§ **Shape boundary entries**

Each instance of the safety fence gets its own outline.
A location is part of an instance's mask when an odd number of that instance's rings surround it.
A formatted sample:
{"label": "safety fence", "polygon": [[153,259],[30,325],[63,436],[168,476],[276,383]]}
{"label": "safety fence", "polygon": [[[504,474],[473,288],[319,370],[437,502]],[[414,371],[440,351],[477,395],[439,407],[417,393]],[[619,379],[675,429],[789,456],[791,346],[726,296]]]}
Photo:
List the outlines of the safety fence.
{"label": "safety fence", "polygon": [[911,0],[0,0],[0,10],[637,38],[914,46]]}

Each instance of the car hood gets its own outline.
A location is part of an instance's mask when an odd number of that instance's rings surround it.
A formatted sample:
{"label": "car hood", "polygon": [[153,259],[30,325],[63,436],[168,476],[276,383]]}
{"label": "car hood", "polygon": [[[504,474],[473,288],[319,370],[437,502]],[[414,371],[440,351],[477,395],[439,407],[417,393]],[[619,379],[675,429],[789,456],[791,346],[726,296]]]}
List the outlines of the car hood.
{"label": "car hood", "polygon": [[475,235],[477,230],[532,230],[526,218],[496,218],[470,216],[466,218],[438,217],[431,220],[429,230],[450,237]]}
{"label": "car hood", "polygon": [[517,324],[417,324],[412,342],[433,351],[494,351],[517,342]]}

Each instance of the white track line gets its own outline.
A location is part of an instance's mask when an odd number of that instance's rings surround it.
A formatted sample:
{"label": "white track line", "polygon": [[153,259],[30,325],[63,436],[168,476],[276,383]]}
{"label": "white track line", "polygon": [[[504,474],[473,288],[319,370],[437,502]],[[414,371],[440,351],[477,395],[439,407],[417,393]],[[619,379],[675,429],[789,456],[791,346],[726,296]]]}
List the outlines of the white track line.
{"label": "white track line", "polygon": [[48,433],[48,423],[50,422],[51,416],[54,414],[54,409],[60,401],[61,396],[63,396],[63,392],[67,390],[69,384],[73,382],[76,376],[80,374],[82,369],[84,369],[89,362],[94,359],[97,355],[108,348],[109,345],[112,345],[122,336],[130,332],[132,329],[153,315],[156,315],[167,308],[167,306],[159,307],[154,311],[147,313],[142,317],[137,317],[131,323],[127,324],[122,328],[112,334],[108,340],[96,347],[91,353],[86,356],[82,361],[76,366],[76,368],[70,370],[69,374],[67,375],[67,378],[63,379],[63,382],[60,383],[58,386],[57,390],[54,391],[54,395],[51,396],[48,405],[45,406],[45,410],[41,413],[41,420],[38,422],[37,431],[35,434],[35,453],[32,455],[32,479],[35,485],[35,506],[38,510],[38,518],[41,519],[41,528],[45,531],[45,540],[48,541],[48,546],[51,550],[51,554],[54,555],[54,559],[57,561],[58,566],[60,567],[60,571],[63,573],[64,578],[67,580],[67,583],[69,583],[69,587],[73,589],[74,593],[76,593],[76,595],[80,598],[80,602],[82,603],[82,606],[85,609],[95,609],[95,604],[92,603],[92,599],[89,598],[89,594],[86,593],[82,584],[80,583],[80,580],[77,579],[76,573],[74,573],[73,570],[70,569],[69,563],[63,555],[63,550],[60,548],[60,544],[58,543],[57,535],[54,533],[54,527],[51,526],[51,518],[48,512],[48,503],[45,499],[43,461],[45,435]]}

§ **Instruction**
Find every line above that contains the word "white" and copy each one out.

§ **Full output**
Each instance of the white track line gets its own outline.
{"label": "white track line", "polygon": [[153,259],[30,325],[63,436],[168,476],[276,383]]}
{"label": "white track line", "polygon": [[[504,474],[473,288],[319,370],[437,502]],[[414,371],[440,351],[477,395],[439,407],[417,393]],[[619,379],[675,429],[789,456],[791,346],[726,296]]]}
List the outlines of the white track line.
{"label": "white track line", "polygon": [[48,433],[48,423],[50,422],[51,416],[54,414],[54,409],[60,401],[61,396],[63,396],[63,392],[67,390],[69,384],[73,382],[76,376],[80,374],[82,369],[84,369],[89,362],[94,359],[97,355],[108,348],[109,345],[112,345],[122,336],[130,332],[132,329],[153,315],[156,315],[167,308],[167,306],[159,307],[154,311],[147,313],[142,317],[137,317],[131,323],[127,324],[122,328],[112,334],[108,340],[96,347],[91,353],[86,356],[82,361],[76,366],[76,368],[70,370],[69,374],[67,375],[67,378],[63,379],[63,382],[60,383],[58,386],[57,390],[54,391],[54,395],[51,396],[48,405],[45,406],[45,410],[41,413],[41,420],[38,422],[37,431],[35,434],[35,453],[32,455],[32,479],[35,485],[35,506],[38,510],[38,518],[41,519],[41,528],[45,531],[45,540],[48,541],[48,546],[51,550],[51,554],[54,555],[54,559],[57,561],[58,566],[60,567],[60,571],[63,573],[64,578],[67,580],[67,583],[69,583],[69,587],[73,589],[74,593],[76,593],[76,595],[80,598],[80,602],[82,603],[82,606],[85,609],[95,609],[95,604],[92,603],[92,599],[89,598],[89,594],[86,593],[82,584],[80,583],[80,580],[77,579],[76,573],[74,573],[73,570],[70,569],[69,563],[63,555],[63,550],[60,548],[60,544],[58,543],[57,535],[54,533],[54,527],[51,526],[51,518],[48,512],[48,503],[45,499],[43,461],[45,435]]}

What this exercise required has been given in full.